## START
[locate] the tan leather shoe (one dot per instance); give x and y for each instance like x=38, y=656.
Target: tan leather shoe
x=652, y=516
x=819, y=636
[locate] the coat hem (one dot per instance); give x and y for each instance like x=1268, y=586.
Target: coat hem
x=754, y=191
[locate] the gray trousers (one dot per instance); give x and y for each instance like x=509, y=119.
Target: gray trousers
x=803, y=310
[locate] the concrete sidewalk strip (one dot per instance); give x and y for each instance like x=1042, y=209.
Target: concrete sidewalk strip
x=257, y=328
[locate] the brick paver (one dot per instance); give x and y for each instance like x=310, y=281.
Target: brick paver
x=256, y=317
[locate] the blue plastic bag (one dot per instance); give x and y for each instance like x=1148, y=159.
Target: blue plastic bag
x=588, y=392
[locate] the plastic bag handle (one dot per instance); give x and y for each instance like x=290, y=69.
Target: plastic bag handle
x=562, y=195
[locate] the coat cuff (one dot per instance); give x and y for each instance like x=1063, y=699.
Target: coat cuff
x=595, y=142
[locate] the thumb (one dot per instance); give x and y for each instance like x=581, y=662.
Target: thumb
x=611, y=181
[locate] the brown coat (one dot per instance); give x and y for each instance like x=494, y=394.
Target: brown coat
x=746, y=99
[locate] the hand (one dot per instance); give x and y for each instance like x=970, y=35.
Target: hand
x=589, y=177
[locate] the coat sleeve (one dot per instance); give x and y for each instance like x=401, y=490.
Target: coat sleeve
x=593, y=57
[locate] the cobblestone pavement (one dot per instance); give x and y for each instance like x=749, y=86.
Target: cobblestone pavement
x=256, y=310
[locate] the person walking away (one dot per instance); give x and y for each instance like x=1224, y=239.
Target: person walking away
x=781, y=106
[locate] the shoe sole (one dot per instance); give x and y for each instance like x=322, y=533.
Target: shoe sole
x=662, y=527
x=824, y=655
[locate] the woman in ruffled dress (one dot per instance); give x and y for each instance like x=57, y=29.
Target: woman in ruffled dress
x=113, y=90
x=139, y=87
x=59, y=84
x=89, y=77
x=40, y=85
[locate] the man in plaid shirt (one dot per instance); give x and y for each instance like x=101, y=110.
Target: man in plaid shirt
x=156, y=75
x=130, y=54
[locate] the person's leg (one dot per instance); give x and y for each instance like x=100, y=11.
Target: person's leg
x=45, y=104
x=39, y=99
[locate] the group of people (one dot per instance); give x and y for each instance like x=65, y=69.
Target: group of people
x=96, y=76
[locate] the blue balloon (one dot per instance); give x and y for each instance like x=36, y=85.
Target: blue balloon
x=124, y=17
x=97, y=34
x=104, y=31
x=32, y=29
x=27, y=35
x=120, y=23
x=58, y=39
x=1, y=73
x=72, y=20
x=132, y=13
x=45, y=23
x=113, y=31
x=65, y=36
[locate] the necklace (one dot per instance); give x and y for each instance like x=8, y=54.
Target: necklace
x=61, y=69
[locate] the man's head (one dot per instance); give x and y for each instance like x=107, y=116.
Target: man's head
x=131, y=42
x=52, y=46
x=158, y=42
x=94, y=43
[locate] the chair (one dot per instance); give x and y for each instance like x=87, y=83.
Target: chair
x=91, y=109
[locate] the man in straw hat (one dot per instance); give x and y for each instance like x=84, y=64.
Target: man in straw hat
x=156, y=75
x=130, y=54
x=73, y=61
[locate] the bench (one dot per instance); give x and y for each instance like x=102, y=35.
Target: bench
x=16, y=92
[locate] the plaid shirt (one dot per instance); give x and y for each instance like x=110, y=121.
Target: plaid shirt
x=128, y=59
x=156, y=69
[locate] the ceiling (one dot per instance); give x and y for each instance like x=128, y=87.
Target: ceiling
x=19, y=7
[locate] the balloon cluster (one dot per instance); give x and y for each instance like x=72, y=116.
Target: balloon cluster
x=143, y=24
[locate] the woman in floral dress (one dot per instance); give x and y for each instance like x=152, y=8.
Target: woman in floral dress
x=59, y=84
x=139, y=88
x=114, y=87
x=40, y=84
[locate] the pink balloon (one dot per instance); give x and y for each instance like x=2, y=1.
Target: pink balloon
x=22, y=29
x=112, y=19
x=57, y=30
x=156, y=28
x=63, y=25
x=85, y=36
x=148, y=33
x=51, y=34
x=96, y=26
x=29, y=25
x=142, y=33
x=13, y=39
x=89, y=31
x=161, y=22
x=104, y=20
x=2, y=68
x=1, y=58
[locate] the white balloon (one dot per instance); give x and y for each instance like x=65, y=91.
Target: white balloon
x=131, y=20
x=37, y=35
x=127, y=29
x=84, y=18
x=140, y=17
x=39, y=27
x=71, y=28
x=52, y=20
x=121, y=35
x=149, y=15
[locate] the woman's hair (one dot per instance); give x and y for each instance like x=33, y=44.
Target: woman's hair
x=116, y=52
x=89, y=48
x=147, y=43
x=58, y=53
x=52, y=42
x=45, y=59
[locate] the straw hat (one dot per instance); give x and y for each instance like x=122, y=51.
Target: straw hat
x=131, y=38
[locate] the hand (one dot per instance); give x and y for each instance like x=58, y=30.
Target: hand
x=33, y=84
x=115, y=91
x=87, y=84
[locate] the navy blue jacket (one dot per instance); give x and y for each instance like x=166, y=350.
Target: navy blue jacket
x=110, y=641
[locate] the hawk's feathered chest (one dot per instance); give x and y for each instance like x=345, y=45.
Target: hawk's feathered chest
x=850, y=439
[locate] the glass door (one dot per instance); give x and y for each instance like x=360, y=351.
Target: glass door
## END
### Task description
Can you render the entire listing above as a numbered list, leaving out any blank lines?

### Finished answer
1. [locate] the tan leather shoe (one dot per instance); give x and y for each instance like x=38, y=656.
2. Target: tan leather shoe
3. x=652, y=516
4. x=819, y=636
5. [locate] the coat hem (one dot per instance); give x and y for each instance like x=1268, y=586.
6. Target: coat hem
7. x=754, y=191
8. [locate] the gray trousers (one dot per instance); give x and y for each instance like x=509, y=119.
9. Target: gray trousers
10. x=803, y=310
11. [locate] the concrete sidewalk strip (one dot per instance); give x and y for each instance like x=1042, y=209.
12. Target: concrete sidewalk strip
13. x=257, y=328
14. [locate] the brick paver (one dot per instance); give x and y for each instance like x=310, y=281.
15. Target: brick paver
16. x=256, y=317
17. [locate] the blue plastic bag (one dot per instance); give x and y for each instance like x=1148, y=159.
18. Target: blue plastic bag
19. x=588, y=392
20. [locate] the plastic bag handle (one dot per instance); give x and y for each instance like x=290, y=69.
21. Target: plastic bag handle
22. x=562, y=195
23. [locate] the coat cuff (one dot per instance); give x and y for each instance like x=1063, y=699.
24. Target: coat cuff
25. x=595, y=142
26. [locate] the thumb (one dot per instance); give x and y for each instance like x=581, y=662.
27. Target: thumb
28. x=611, y=181
29. [locate] the brown coat (one dot per instance); give x and y for each instance like x=494, y=394.
30. Target: brown coat
31. x=746, y=99
32. [locate] the hand (one dot per instance); give x and y for each instance like x=970, y=35.
33. Target: hand
34. x=589, y=177
35. [locate] the coat sleeve (one dot per instance); give x and y for each instance like x=401, y=490.
36. Target: coat sleeve
37. x=593, y=57
38. [locate] the cobblestone pavement (one dot per instance); give x and y for each instance like x=749, y=86.
39. Target: cobblestone pavement
40. x=256, y=310
41. [locate] the person walking away (one dot per instance); give x and y for each instance like x=1224, y=239.
42. Target: person walking away
43. x=781, y=106
44. [locate] the shoe sole (one dot per instance); give x and y for each instance like x=322, y=533.
45. Target: shoe sole
46. x=662, y=527
47. x=824, y=655
48. [locate] the woman in ruffled dress (one dot per instance); give x and y for each instance like x=57, y=29.
49. Target: woman in ruffled dress
50. x=113, y=90
51. x=139, y=87
52. x=59, y=84
53. x=89, y=77
54. x=40, y=85
55. [locate] the man in plaid shirt (one dot per instance); give x and y for each instance like x=101, y=110.
56. Target: man in plaid shirt
57. x=156, y=75
58. x=130, y=54
59. [locate] the person's leg (one dot per instance); give x and y for each instance like x=100, y=11.
60. Target: person's leg
61. x=45, y=104
62. x=39, y=99
63. [locate] the group of people (one dot per instance); give x and y for each instance like x=65, y=69.
64. Target: group of people
65. x=96, y=76
66. [locate] the blue balloon (one dot per instance); give x and y for each instance like x=36, y=85.
67. Target: blue balloon
68. x=124, y=17
69. x=97, y=34
70. x=104, y=31
71. x=32, y=29
72. x=27, y=35
73. x=120, y=23
74. x=58, y=39
75. x=1, y=73
76. x=72, y=20
77. x=132, y=13
78. x=45, y=23
79. x=113, y=31
80. x=65, y=36
81. [locate] the necklace (one dot per instance); give x and y for each instance like x=8, y=54.
82. Target: necklace
83. x=61, y=69
84. [locate] the man's head (one dot per instance); give x and y for each instance like x=107, y=116.
85. Target: man's head
86. x=131, y=42
87. x=52, y=46
88. x=158, y=42
89. x=94, y=43
90. [locate] the chair (one dot per instance); give x and y for each instance like x=87, y=83.
91. Target: chair
92. x=91, y=109
93. [locate] the man in straw hat (one dot per instance); give x and y for each instance like x=84, y=64.
94. Target: man in straw hat
95. x=156, y=75
96. x=130, y=54
97. x=73, y=61
98. [locate] the bench (one dot per instance); give x and y for each instance like x=102, y=35.
99. Target: bench
100. x=16, y=92
101. [locate] the plaid shirt (one dot per instance); give x and y for each instance like x=110, y=121.
102. Target: plaid shirt
103. x=128, y=59
104. x=156, y=69
105. [locate] the ceiling (one dot per instance); give x and y for each instance like x=128, y=87.
106. Target: ceiling
107. x=19, y=7
108. [locate] the balloon cluster (one dot per instance); give x and y for each instance like x=72, y=116.
109. Target: balloon cluster
110. x=143, y=24
111. [locate] the woman in floral dress (one dot per instance); give x and y for each instance like x=152, y=8.
112. Target: woman in floral dress
113. x=59, y=84
114. x=139, y=88
115. x=114, y=87
116. x=40, y=84
117. [locate] the pink balloon (one dot per instance); give x and y for each instance like x=2, y=1.
118. Target: pink balloon
119. x=22, y=29
120. x=112, y=19
121. x=57, y=30
122. x=156, y=28
123. x=63, y=25
124. x=85, y=36
125. x=148, y=33
126. x=51, y=34
127. x=96, y=26
128. x=29, y=25
129. x=142, y=33
130. x=13, y=39
131. x=89, y=31
132. x=161, y=22
133. x=104, y=20
134. x=2, y=68
135. x=1, y=58
136. [locate] the white balloon (one dot per instance); give x and y for each instance like x=65, y=91.
137. Target: white balloon
138. x=131, y=20
139. x=37, y=35
140. x=127, y=29
141. x=84, y=18
142. x=140, y=17
143. x=39, y=27
144. x=71, y=28
145. x=52, y=20
146. x=121, y=35
147. x=149, y=15
148. [locate] the woman's hair (one dot per instance); give x and y for each instance like x=33, y=44.
149. Target: woman's hair
150. x=116, y=52
151. x=89, y=48
152. x=147, y=43
153. x=58, y=53
154. x=52, y=42
155. x=45, y=59
156. [locate] the straw hat (one dot per instance); give x and y for each instance like x=122, y=51.
157. Target: straw hat
158. x=131, y=38
159. [locate] the hand (one dot per instance); give x and y for each instance like x=58, y=30.
160. Target: hand
161. x=33, y=84
162. x=115, y=91
163. x=87, y=84
164. [locate] the navy blue jacket (one dot per instance); give x and y for each instance like x=166, y=350.
165. Target: navy blue jacket
166. x=110, y=641
167. [locate] the hawk's feathered chest (one dot per instance); give x and y for each instance like x=345, y=45.
168. Target: hawk's feathered chest
169. x=850, y=439
170. [locate] the glass door (one dot per instance); give x and y for each instance like x=360, y=351.
171. Target: glass door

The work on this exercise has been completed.